* Direction
Starting with the line that contains "Target: distant hill", set down each line through the end of the entries below, exactly and with nothing added.

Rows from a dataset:
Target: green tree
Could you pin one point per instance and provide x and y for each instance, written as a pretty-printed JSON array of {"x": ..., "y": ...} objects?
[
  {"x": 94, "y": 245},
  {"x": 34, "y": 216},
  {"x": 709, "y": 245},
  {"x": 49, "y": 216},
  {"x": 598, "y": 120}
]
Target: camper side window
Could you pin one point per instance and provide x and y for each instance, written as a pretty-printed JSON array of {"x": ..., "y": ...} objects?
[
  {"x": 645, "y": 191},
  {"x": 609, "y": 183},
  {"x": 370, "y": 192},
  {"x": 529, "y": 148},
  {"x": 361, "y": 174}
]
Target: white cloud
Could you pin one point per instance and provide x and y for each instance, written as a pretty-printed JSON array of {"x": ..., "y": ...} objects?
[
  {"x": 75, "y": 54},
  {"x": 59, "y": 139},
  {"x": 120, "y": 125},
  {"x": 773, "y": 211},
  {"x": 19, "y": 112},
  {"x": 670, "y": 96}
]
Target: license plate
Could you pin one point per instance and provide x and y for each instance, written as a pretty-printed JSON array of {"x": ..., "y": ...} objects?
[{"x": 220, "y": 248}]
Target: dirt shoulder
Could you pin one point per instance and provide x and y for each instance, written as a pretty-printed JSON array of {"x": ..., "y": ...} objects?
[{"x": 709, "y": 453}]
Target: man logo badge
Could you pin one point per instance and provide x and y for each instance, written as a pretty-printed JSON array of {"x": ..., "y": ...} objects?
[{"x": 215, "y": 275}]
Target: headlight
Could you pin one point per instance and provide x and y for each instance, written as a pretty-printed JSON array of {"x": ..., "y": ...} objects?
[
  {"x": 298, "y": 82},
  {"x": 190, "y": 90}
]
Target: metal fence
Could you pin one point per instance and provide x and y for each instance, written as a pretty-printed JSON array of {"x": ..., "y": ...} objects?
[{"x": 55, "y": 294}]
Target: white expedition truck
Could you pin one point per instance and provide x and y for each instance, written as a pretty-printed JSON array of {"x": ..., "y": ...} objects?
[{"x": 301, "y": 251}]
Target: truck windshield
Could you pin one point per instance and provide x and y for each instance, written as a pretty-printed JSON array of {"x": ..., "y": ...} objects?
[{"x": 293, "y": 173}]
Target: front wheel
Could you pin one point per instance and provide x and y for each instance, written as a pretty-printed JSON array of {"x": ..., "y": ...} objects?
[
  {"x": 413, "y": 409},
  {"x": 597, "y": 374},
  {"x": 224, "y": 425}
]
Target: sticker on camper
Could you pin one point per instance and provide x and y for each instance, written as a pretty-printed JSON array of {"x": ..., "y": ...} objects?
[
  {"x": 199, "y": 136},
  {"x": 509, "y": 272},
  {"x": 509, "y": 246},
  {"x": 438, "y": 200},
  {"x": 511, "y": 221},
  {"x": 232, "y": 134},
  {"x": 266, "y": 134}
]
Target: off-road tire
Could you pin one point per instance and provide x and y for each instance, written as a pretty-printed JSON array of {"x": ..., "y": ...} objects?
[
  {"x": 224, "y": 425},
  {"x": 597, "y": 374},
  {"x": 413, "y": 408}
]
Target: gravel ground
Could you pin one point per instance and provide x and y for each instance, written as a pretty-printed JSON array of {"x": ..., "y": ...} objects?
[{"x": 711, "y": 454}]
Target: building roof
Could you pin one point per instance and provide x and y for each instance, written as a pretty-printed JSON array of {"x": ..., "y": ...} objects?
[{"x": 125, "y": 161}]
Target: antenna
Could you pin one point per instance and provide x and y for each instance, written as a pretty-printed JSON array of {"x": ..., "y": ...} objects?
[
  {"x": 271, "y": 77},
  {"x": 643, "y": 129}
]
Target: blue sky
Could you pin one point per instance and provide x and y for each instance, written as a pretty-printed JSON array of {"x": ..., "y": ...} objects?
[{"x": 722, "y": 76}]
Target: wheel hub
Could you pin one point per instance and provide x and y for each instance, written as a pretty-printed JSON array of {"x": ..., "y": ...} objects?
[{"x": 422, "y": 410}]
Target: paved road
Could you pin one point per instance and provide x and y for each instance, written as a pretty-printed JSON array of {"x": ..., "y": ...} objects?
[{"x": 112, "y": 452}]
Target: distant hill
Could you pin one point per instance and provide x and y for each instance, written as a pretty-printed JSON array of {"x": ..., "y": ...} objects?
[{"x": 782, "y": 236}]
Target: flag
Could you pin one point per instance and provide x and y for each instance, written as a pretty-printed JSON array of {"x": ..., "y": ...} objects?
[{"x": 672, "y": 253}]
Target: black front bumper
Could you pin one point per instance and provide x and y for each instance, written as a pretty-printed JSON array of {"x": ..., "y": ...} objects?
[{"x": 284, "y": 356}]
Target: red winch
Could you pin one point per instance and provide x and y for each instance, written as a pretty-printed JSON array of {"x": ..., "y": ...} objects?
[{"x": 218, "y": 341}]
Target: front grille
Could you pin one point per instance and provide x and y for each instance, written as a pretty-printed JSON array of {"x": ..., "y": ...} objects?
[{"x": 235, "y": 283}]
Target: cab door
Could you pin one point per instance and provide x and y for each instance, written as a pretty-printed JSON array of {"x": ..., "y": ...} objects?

* Task solution
Target: distant hill
Could you pin one point per instance and provide x and y for each instance, written as a pretty-printed JSON array of {"x": ..., "y": ...} objects?
[{"x": 782, "y": 236}]
Target: flag
Could you pin one point per instance and provide x and y for each instance, written as a pretty-printed JSON array of {"x": ..., "y": ...} objects?
[{"x": 672, "y": 253}]
Target: black front bumper
Could you pin one point per instance and provide x and y for each instance, written as a pretty-printed JSON array of {"x": ..., "y": ...} objects?
[{"x": 284, "y": 356}]
Target: red winch
Could you pin one point per instance and provide x and y for each instance, written as a pretty-printed JSON array of {"x": ..., "y": ...} objects?
[{"x": 218, "y": 341}]
Target: front grille
Could you pin one point per instance and provide x and y for each instance, written as a pretty-printed JSON array of {"x": ..., "y": ...} objects?
[{"x": 235, "y": 283}]
Target: cab door
Could you pin one point per instance and provide x and y for each instance, written as a pretty-printed JSON array of {"x": ..., "y": ...} objects?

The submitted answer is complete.